>> start Records shown
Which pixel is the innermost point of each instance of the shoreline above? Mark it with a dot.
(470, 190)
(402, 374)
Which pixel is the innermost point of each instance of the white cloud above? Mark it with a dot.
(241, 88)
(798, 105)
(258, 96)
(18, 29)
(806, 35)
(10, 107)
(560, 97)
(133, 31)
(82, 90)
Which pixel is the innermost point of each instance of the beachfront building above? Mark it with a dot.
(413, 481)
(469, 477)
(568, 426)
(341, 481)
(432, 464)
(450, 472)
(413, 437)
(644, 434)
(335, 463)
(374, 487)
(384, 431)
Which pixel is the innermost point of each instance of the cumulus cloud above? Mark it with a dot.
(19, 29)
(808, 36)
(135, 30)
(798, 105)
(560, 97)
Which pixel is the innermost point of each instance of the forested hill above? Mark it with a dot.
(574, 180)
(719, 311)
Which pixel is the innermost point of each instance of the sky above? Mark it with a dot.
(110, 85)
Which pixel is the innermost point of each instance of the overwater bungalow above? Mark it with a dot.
>> end Records shown
>> start Records shown
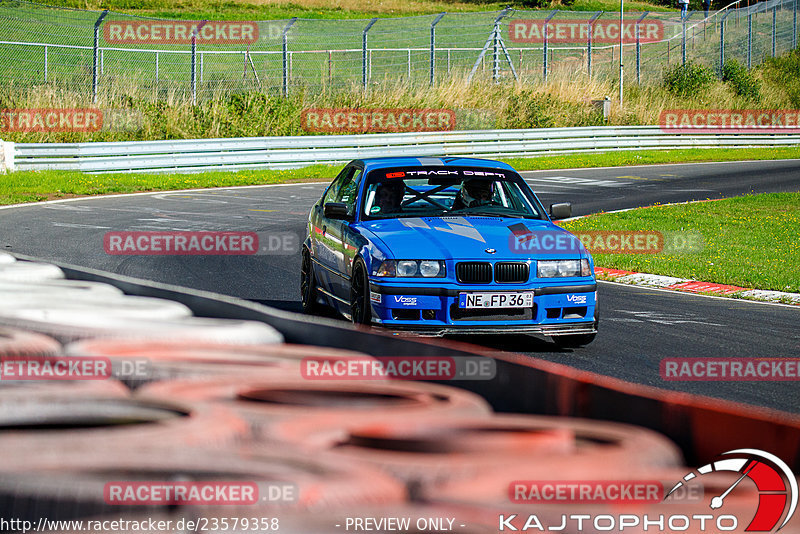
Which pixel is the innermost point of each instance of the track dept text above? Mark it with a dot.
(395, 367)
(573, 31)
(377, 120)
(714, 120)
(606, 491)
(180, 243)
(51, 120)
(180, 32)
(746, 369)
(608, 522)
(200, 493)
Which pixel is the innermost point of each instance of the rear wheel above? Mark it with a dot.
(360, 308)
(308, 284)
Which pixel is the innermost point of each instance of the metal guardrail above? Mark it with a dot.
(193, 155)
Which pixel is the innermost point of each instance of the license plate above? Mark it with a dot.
>> end Records shown
Short problem —
Write out the part that opens with the line containing "guardrail above? Mark it with a dot." and closes with the line containing "plate above? Mark it with a dot.", changing "innermost" to "central" and keeping everything else the same.

Solution below —
Which pixel is the central point of each instance of the metal guardrail above? Mark it with a dot.
(193, 155)
Which pixel is the central point of each instance of the license plate above? Mark it with a dot.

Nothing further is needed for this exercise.